WHAT THIS TASK INVOLVES = If a record contains a picture, drop the picture and copy everything else exactly.

━━━━━ DATA PROVIDED

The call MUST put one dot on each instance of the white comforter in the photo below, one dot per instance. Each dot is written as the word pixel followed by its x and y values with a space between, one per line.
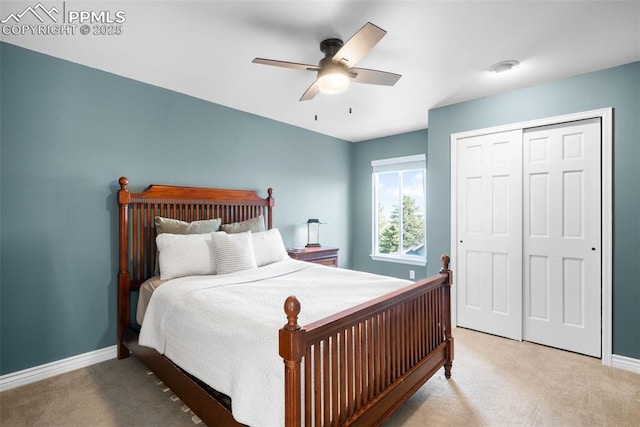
pixel 224 329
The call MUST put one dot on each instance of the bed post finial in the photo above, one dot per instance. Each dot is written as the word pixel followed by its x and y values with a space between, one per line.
pixel 292 309
pixel 445 263
pixel 123 181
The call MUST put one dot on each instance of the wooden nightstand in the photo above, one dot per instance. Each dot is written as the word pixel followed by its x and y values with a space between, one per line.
pixel 322 255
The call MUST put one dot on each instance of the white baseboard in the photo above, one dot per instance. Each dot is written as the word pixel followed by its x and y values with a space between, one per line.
pixel 48 370
pixel 626 363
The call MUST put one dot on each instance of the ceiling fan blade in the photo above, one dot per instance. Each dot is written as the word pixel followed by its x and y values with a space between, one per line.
pixel 311 92
pixel 359 44
pixel 365 75
pixel 286 64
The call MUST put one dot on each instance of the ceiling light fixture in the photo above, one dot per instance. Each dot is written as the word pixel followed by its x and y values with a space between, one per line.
pixel 333 78
pixel 504 66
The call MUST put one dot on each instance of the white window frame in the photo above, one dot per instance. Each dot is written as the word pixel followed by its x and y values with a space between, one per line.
pixel 396 164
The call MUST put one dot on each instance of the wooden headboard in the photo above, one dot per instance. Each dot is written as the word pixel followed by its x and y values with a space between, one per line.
pixel 137 212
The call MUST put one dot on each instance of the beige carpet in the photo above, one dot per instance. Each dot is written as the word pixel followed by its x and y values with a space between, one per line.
pixel 495 382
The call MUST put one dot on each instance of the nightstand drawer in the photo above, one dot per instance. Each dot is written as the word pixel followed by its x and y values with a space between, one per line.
pixel 320 255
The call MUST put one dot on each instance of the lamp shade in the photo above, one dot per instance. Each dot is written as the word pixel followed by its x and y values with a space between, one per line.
pixel 313 233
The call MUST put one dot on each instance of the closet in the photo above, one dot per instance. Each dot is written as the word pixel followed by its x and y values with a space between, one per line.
pixel 527 207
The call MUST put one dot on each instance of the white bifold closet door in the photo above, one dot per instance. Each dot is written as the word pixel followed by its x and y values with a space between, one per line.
pixel 562 236
pixel 490 233
pixel 529 235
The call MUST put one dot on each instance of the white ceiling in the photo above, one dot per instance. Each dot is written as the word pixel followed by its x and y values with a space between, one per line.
pixel 443 50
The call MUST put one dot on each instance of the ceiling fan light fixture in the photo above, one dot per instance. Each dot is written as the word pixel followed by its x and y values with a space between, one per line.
pixel 504 66
pixel 333 83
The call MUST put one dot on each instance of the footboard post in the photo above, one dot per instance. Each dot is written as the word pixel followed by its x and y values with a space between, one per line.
pixel 292 348
pixel 446 302
pixel 124 280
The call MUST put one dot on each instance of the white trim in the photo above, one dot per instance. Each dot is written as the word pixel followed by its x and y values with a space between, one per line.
pixel 48 370
pixel 606 116
pixel 400 260
pixel 397 160
pixel 626 363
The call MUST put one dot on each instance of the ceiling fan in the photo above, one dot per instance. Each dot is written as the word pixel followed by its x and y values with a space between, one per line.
pixel 336 69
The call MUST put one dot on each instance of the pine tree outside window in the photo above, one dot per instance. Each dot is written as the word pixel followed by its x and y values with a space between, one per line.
pixel 399 209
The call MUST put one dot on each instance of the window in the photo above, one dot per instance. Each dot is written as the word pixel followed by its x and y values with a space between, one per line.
pixel 399 209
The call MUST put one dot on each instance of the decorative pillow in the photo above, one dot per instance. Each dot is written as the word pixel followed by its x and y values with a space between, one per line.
pixel 233 252
pixel 175 226
pixel 268 247
pixel 185 255
pixel 254 224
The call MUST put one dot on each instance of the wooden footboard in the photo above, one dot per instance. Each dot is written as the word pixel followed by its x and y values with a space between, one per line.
pixel 356 367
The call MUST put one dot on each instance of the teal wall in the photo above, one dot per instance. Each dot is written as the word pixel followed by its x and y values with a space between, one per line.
pixel 68 132
pixel 616 87
pixel 406 144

━━━━━━━━━━

FINAL ANSWER =
The call MUST put one dot on each instance of the white comforter in the photo below, one dot per instance. Each dot is written as the word pixel followed by its x and y values with a space between, one per line.
pixel 224 329
The call MUST put one dot on each instance of the bed post finial in the photo above, one dot per instance. Each dot is written as the word pixel followed by its x and y values with a space between, one per line.
pixel 292 309
pixel 445 263
pixel 123 181
The call MUST put one dot on each instance of the wooden nightstand in the photo above, one dot per instance. Each dot is written as the word pixel followed by its x and y values with a space between, one per line.
pixel 322 255
The call MUST put one dot on each instance of the white baseboard in the photo above, one dot per instance. Each dot is written as the word pixel followed by its x and y values with a space between, one per line.
pixel 48 370
pixel 626 363
The call MUST put one dot on each instance of the ceiling fan blade in the photo above, one dot per instance. Each dot is written as the word pixel followed by its x and y values with a space between, one per line.
pixel 311 92
pixel 359 44
pixel 365 75
pixel 286 64
The call MUST put one dot on each instance of the ceiling light fixture in the photo above, one dot per instance. Each dot is written as the word pixel followed by its x and y values with a space between, one per line.
pixel 333 78
pixel 504 66
The call MUST put one dot on each instance of the white window frame in the photo above, one dot per instance. Each dot is written as the word pixel followed by its x and y values with a space between, one per line.
pixel 396 164
The call MUST put one dot on each instance of the wooden headboard in the photo above, one dot per instance. Each dot is written as the word pixel followed by its x and y values with a space between, one per line.
pixel 137 212
The call MUST put one dot on each instance of the beige carpet in the photo above, one dot per instance. Each dot is written as the word pixel followed by its x and y values with a space between, one per line.
pixel 495 382
The call MUST put one dot on each instance of the nightstand drawer in the photo above, one dot per instance. Each dot is written as the word pixel followed by its x and y values with a space between, one per line.
pixel 320 255
The call MUST put one dot on each instance of the lamp shade in the photo above, one dot per instance. Each dot is written as the word pixel followed by its x and y values with a space between, one per line.
pixel 313 233
The call MUST put one dot on each instance of the closet in the photo above, one dot per instance. Each dot is written as the word pixel followed by its x and y values with a space between, one per line.
pixel 527 207
The call MUST put one dot on each instance of the white bifold closet door in the photo above, one dot per instance. Each dot is written as the word pixel followed by its x and y values with a space between, one per line.
pixel 562 236
pixel 490 233
pixel 529 235
The call MUST put one dot on each instance of the white ceiling in the photo above, one dot per instance. Each dot is written as the word pixel followed by its x and y values with a space between, one per line.
pixel 443 50
The call MUST put one dot on each instance of the ceiling fan light fixture in the photo above, one dot per instance. Each dot is written as the word pixel followed by its x and y values with a space between, one per line.
pixel 504 66
pixel 333 83
The call MUST put one dot on each instance of the footboard post in the photo above, one dot per instance. Each dot is written as the word pixel followed by its x and y values with a space between, one per line.
pixel 292 348
pixel 446 302
pixel 124 280
The call MUST put one dot on each instance of the white trim in the photo above, one dot per instance. Each dot is written as the word pixel followed by its x and y values with a space between, one per line.
pixel 48 370
pixel 606 116
pixel 400 260
pixel 397 160
pixel 626 363
The call MUST put one dot on each instance of the ceiling fan in the photo above, one dot per instance. Each dot is written as the word pixel followed by its x and y values with a space between, one per line.
pixel 336 69
The call MUST put one dot on each instance of the pine tree outside window in the photo above, one dot per instance. Each dot is written as the word pixel followed by its x and y values with a space between, one per line.
pixel 399 209
The call MUST put one dot on each instance of the window in the photo above, one dot per instance. Each dot is written as the word pixel followed by its x and y values with a space between, one per line.
pixel 399 209
The call MUST put one dot on each instance of the decorative pillow in the photo above, one dot per instance. Each dot is written as the word pixel followed by its x and y values with a space between, one per line.
pixel 233 252
pixel 175 226
pixel 268 247
pixel 185 255
pixel 254 224
The call MUST put one dot on each instance of the wooden footboard in the photo above, one dot per instance. Each dot is written as the word pixel followed by its x and y values with a space between, one per line.
pixel 356 367
The call MUST put one dot on each instance of the teal wall in the photo above, one dot per instance. Each dot is written as the word pixel followed by its x and y values with a space between, one per line.
pixel 68 132
pixel 616 87
pixel 406 144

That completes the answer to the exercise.